## Fonte
● ● ● ● ●

A decisão, que neste caso beneficia os fornecedores de bovinos para abate, foi tomada no julgamento do Recurso Extraordinário (RE) 363.852, interposto pelo Frigorífico Mataboi S/A, de Mato Grosso do Sul, e uma subsidiária sua. No recurso, elas contestavam acórdão (decisão colegiada) do Tribunal Regional Federal da 1ª Região (TRF-1), que manteve sentença proferida em Mato Grosso do Sul no sentido da constitucionalidade do dispositivo legal impugnado.
Rombo
No mesmo julgamento, o Plenário do STF negou, por maioria, pedido da Advocacia Geral da União (AGU), que atuou em defesa do Instituto Nacional do Seguro Social (INSS), para que a Suprema Corte modulasse os efeitos da decisão, aplicando-a com efeitos ex nunc, ou seja de forma não-retroativa (nesse caso não haveria devolução dos valores recolhidos, que simplesmente deixariam de ser cobrados). A negativa da Suprema Corte abre a possibilidade de outros produtores ajuizarem ações pleiteando o mesmo direito obtido pelo Frigorífico Mataboi S/A.

● ● ● ● ●

## Registros fornecidos
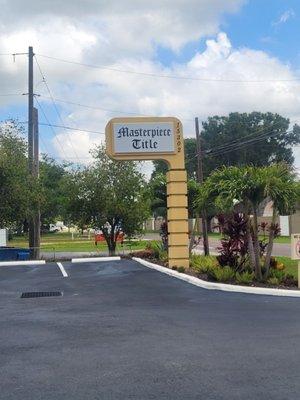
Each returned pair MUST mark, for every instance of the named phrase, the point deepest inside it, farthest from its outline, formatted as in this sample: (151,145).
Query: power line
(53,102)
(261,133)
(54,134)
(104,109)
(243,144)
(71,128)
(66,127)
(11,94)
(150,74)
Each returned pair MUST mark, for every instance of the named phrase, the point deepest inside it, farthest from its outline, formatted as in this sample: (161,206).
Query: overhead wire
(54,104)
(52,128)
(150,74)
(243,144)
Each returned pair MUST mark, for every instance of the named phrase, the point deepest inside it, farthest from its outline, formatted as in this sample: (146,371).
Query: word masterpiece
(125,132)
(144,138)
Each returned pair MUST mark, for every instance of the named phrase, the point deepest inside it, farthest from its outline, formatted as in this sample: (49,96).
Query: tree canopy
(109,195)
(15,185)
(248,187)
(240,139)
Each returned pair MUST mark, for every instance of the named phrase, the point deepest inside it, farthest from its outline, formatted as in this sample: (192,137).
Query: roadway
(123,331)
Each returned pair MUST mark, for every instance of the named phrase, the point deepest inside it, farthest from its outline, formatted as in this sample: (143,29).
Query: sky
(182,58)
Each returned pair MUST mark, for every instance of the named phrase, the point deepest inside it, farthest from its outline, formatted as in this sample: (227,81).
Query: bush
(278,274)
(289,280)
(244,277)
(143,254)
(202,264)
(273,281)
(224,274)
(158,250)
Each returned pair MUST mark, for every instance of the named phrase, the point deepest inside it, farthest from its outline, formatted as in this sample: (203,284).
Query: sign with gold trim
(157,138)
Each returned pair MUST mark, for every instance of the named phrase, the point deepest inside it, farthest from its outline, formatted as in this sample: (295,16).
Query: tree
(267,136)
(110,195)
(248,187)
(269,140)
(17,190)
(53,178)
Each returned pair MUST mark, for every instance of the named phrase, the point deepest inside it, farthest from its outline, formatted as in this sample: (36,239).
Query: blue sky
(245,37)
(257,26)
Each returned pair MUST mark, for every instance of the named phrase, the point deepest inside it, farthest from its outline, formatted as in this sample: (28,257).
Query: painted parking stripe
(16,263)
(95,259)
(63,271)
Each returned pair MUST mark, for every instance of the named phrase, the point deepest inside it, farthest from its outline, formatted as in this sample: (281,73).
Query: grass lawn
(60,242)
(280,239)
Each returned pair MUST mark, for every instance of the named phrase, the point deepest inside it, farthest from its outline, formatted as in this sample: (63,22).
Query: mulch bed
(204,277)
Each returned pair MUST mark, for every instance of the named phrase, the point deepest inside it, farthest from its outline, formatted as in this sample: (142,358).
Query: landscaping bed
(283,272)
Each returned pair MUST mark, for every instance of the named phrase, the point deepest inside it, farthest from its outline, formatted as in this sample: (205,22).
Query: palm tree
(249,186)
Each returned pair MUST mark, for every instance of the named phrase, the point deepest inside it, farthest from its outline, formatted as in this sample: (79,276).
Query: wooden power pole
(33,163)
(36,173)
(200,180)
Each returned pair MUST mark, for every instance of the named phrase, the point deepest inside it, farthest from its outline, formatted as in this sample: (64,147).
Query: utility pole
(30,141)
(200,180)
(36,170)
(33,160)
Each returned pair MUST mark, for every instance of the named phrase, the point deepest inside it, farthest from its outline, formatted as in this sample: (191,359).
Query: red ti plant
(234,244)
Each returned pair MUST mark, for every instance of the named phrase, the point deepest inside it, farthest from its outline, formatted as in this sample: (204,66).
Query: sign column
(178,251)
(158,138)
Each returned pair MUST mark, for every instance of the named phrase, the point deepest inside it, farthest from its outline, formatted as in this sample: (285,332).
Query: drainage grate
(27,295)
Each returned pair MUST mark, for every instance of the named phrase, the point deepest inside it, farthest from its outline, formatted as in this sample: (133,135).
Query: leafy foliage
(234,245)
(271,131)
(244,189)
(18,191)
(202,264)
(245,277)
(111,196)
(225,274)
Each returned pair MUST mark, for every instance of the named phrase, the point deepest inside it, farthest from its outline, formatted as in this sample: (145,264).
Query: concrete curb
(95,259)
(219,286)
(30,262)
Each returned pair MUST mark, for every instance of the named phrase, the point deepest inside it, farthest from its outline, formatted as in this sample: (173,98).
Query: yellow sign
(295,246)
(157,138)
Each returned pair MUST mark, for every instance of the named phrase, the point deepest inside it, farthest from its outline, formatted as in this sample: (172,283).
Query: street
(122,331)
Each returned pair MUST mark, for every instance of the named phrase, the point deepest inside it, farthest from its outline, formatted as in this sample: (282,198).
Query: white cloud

● ● ● ● ●

## Exercícios propostos
1/ Segundo a fonte, por que não haveria devolução dos valores recolhidos se a decisão tivesse efeitos ex nunc? Responda em uma a três frases.
2/ De acordo com a fonte, quem interpôs o Recurso Extraordinário 363.852?
Os registros não têm nenhuma relação com a fonte.

## Soluções
1/ Com efeitos ex nunc, a decisão seria aplicada de forma não retroativa. Assim, os valores já recolhidos não seriam devolvidos e simplesmente deixariam de ser cobrados.

2/ O Frigorífico Mataboi S/A, de Mato Grosso do Sul, e uma subsidiária sua.